— begin ENTRIES PROVIDED —
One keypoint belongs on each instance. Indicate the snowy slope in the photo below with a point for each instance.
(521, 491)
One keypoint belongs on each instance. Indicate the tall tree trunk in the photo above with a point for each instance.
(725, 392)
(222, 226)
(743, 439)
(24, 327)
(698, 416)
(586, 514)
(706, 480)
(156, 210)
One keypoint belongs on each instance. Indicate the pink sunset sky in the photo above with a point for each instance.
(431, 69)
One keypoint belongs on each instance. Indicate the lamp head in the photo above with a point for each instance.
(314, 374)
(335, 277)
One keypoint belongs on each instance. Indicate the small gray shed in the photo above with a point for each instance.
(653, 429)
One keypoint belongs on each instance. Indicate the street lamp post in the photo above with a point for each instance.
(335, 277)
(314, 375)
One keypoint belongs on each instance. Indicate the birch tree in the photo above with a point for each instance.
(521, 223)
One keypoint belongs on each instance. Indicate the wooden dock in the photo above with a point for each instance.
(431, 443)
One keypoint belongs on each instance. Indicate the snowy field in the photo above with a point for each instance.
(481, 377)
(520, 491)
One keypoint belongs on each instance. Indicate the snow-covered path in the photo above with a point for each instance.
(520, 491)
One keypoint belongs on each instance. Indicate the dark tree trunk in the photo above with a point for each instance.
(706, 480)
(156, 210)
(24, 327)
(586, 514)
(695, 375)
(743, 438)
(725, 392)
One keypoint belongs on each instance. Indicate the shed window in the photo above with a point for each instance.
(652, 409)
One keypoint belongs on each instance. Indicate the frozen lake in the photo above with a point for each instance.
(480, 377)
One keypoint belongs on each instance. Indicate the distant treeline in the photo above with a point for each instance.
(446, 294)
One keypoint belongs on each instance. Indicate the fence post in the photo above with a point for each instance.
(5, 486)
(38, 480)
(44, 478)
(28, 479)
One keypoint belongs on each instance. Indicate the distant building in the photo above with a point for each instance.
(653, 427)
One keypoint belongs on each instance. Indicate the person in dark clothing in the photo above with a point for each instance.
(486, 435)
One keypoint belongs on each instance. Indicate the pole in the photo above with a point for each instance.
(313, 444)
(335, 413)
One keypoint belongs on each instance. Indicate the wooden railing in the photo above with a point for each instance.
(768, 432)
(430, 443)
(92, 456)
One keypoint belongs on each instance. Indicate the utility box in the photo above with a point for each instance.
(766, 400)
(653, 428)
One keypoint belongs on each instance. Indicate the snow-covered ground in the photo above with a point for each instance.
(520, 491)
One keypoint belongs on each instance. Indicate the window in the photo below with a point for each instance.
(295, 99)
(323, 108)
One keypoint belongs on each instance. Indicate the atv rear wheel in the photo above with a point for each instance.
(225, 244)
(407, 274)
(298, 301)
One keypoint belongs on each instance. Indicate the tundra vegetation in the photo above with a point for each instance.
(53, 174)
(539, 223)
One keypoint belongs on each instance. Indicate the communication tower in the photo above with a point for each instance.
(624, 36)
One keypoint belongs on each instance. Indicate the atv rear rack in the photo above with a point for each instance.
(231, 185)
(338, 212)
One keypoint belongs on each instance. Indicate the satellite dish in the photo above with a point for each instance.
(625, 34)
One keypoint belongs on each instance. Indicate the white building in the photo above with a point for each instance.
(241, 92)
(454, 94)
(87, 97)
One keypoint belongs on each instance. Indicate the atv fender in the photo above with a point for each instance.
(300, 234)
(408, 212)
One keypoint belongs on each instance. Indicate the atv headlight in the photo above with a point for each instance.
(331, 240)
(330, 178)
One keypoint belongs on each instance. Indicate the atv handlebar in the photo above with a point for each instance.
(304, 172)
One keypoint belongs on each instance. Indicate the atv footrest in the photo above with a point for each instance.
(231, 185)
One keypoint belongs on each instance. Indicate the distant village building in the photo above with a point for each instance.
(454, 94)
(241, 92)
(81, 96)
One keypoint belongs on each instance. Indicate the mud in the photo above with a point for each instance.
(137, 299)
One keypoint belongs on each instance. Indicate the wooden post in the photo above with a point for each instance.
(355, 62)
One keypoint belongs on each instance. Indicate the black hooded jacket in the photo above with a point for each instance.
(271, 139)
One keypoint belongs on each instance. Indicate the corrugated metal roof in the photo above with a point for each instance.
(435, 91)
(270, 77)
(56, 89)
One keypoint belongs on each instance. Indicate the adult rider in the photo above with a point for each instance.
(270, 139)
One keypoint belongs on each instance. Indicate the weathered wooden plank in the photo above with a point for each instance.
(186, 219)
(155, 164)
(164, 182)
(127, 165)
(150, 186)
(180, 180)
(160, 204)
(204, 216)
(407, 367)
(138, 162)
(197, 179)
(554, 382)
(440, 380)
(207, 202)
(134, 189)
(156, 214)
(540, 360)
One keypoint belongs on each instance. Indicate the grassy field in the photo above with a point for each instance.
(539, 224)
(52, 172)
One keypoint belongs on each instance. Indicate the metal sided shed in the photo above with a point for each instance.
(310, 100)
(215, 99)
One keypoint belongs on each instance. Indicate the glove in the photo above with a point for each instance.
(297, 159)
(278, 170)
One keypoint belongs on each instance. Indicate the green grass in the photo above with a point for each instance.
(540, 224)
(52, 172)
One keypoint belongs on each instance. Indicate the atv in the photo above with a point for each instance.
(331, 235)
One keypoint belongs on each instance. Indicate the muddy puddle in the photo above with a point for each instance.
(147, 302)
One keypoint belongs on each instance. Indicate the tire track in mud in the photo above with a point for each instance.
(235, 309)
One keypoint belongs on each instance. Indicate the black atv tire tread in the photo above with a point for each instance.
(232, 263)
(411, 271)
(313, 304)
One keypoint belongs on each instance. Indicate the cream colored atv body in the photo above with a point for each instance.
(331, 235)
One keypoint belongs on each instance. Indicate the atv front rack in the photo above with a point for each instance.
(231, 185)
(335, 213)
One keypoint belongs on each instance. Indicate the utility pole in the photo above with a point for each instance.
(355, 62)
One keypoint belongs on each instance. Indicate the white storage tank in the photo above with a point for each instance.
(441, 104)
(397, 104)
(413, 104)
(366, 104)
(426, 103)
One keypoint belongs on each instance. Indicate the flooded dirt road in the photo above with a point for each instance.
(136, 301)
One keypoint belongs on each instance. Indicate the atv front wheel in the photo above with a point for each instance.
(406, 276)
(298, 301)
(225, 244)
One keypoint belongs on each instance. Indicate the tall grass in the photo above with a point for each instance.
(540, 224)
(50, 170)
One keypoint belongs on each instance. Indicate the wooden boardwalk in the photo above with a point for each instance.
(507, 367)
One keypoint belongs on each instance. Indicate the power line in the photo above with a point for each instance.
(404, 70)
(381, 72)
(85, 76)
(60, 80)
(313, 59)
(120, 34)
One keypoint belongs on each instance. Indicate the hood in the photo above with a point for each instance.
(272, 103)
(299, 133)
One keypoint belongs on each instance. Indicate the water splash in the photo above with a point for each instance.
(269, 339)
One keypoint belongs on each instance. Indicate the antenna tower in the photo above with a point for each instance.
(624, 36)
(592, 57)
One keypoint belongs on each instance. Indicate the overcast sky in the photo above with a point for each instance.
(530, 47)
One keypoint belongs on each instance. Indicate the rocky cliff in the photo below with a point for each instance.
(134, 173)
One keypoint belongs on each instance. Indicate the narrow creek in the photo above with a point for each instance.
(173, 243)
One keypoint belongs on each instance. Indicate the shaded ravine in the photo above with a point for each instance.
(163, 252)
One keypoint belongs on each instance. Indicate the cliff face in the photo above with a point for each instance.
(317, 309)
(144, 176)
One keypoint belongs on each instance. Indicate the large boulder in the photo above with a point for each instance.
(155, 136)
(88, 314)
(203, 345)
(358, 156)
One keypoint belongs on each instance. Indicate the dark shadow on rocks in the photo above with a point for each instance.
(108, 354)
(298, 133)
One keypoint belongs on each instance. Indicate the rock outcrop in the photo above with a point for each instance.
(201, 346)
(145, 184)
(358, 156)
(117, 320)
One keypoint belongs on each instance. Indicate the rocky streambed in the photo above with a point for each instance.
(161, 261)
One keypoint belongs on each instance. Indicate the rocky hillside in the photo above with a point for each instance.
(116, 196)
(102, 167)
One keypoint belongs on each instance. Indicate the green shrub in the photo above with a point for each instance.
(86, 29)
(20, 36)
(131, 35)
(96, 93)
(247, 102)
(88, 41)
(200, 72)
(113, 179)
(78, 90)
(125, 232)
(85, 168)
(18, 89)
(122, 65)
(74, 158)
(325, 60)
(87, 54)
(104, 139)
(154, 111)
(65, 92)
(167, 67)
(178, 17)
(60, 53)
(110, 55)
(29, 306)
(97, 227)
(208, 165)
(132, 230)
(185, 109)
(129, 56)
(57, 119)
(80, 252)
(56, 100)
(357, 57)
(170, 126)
— end ENTRIES PROVIDED —
JOB:
Rewrite everything from the line containing "One keypoint belongs on each instance. Indicate the large" down to the end of the records, requests included, shifting each coordinate point by adding 98 to both of its numbers. Include only those lines.

CORRECT RESPONSE:
One keypoint belongs on each instance. Indicate the large boulder in the photo above with a point for each instance.
(253, 234)
(186, 412)
(301, 443)
(456, 254)
One keypoint belongs on each instance. Indicate the dark shadow on rocks in the photo above with a point for each instance.
(206, 452)
(396, 231)
One keypoint belongs on each instance. Indicate the rock outcrop in the photo above with a point for each instance.
(299, 444)
(243, 282)
(456, 254)
(215, 418)
One keypoint belongs on each instance. Indicate the rocky streambed in the photo above with a point for each instance.
(259, 359)
One keypoint belongs on each instance. Indicate the rocky hillside in the photo above with a point for each instance.
(214, 294)
(200, 265)
One keypoint belongs on each instance. Indicate the green shrub in the photo above with a point for each instance.
(184, 127)
(118, 134)
(229, 133)
(194, 191)
(345, 200)
(186, 139)
(298, 170)
(211, 277)
(176, 188)
(223, 330)
(183, 266)
(116, 187)
(220, 163)
(172, 256)
(423, 158)
(185, 152)
(202, 237)
(252, 209)
(163, 190)
(265, 165)
(276, 115)
(158, 151)
(208, 153)
(127, 404)
(195, 325)
(306, 263)
(230, 328)
(283, 207)
(227, 154)
(155, 217)
(178, 350)
(154, 198)
(455, 155)
(268, 224)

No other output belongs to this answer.